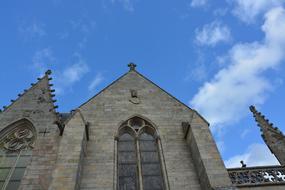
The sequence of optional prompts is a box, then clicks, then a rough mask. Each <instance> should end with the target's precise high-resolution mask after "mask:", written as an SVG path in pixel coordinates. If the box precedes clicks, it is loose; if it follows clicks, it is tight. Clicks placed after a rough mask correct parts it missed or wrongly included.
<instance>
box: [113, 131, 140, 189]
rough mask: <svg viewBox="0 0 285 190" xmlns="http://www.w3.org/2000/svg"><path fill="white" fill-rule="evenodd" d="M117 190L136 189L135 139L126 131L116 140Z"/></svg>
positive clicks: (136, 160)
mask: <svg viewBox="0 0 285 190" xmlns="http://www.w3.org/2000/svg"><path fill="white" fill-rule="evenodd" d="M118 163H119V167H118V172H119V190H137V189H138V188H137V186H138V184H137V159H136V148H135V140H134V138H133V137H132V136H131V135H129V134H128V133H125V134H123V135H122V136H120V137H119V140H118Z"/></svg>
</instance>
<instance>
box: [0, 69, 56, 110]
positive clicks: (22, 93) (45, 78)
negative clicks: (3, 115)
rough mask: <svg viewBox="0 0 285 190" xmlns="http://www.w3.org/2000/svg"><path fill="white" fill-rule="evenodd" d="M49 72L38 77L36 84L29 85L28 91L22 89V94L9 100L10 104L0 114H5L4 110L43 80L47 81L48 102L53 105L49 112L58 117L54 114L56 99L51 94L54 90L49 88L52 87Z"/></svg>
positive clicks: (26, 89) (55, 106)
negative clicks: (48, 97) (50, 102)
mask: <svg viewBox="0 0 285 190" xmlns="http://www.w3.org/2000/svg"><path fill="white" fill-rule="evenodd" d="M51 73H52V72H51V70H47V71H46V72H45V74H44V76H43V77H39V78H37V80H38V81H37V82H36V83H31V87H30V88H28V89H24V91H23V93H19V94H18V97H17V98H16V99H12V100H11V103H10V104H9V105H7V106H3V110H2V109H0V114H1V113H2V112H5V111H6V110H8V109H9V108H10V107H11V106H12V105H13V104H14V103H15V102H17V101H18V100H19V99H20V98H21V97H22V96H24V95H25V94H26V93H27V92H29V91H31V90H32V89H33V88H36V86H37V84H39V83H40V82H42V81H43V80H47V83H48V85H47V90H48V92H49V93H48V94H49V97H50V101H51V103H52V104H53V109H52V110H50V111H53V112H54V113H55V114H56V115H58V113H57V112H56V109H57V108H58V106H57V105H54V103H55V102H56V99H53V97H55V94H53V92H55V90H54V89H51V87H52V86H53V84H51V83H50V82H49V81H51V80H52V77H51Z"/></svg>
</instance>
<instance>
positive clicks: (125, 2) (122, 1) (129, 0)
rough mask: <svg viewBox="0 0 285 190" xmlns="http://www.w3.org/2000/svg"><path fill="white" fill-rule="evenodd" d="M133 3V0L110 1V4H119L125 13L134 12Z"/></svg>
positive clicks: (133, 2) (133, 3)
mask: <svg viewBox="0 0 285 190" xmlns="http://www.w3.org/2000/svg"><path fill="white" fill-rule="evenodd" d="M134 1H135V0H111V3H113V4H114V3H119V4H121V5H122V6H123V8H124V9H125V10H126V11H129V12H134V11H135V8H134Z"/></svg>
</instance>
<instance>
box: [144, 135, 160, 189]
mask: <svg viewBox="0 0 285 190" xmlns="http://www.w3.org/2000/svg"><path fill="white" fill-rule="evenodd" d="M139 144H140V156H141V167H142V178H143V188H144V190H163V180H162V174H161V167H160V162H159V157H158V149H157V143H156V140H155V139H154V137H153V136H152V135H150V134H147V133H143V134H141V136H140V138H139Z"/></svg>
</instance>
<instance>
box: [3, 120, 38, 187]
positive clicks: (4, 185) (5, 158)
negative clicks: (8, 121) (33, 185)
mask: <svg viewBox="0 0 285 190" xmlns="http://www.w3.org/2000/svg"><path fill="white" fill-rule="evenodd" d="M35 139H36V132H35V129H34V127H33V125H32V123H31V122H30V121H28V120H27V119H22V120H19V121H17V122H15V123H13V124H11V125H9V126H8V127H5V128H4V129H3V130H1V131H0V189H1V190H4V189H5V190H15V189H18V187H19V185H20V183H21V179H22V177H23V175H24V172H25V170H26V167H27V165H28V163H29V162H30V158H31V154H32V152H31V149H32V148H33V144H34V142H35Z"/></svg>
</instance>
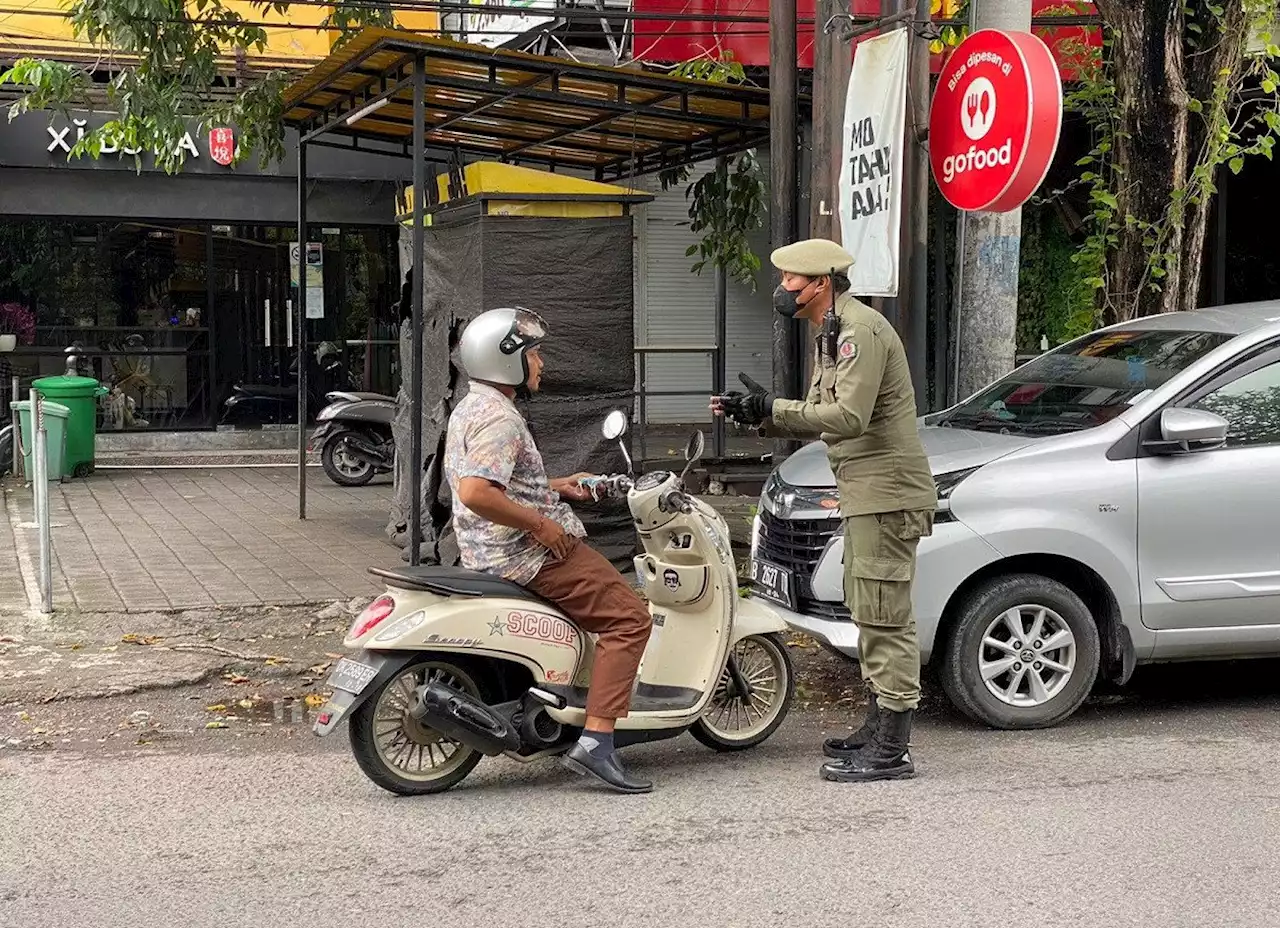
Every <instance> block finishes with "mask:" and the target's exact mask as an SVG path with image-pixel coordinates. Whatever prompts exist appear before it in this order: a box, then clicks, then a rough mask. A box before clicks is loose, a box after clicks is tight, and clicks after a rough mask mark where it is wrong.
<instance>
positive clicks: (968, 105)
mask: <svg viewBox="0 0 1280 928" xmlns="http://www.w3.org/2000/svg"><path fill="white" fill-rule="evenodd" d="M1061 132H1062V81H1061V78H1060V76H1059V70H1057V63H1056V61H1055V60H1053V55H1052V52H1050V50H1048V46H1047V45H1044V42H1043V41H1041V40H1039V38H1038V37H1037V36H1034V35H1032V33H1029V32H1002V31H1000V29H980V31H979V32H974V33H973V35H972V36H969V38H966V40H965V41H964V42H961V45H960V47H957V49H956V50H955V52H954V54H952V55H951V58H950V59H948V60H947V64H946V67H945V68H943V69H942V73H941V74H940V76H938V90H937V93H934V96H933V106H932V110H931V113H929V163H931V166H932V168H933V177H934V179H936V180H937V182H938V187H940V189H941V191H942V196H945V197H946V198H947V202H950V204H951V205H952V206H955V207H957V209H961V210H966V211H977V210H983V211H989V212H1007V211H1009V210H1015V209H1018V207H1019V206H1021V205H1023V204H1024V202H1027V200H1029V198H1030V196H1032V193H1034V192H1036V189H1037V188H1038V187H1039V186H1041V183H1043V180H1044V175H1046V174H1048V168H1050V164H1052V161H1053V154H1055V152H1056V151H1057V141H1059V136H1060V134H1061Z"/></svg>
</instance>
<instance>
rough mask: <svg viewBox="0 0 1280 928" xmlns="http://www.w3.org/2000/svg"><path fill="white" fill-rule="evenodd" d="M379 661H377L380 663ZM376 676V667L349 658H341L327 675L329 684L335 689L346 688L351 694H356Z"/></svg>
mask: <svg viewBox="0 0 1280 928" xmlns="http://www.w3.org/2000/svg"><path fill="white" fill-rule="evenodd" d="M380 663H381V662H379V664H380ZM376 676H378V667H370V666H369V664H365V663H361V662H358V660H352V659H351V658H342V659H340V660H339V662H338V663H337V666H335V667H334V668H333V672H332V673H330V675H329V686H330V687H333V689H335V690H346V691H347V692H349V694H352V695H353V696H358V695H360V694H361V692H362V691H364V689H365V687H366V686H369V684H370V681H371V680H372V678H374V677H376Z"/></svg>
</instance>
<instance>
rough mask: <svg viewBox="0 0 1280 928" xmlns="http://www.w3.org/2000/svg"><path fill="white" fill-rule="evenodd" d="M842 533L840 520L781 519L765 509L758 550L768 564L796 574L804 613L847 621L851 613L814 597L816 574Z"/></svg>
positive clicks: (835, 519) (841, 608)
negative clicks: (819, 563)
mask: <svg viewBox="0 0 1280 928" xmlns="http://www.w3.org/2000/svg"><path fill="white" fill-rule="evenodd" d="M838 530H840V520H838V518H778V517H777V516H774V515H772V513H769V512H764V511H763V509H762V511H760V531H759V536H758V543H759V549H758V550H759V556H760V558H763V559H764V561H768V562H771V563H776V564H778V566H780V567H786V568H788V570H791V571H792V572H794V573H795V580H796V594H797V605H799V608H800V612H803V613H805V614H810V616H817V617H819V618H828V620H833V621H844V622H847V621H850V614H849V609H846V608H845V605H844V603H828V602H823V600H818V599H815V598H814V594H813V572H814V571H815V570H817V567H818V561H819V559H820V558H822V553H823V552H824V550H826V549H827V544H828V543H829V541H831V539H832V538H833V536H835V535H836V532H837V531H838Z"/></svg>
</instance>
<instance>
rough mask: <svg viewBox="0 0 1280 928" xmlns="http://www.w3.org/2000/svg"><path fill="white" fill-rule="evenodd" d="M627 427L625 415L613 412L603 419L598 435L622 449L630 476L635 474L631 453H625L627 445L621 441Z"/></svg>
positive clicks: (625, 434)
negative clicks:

### Required action
Using the listing above, show every line that includes the string "prompts".

### Task solution
The sequence of optional prompts is a box, then clicks, then a rough mask. Each <instance> should end with the target's precise high-resolution mask after "mask:", written as an SVG path in pixel coordinates. If the box precedes clicks, it is loose; if it follows clicks, it is tight. Clicks placed after a rough mask correct parts it missed or wrongly included.
Every <instance> block finishes with "mask:" and the target's exact mask as an SVG path with image-pixel coordinates. Whatever prompts exist appear before it in this order: a box, then clicks, then a rough mask. A box before clicks is loose, a box after clicks is tight, and clicks after a rough mask mark where it is wrong.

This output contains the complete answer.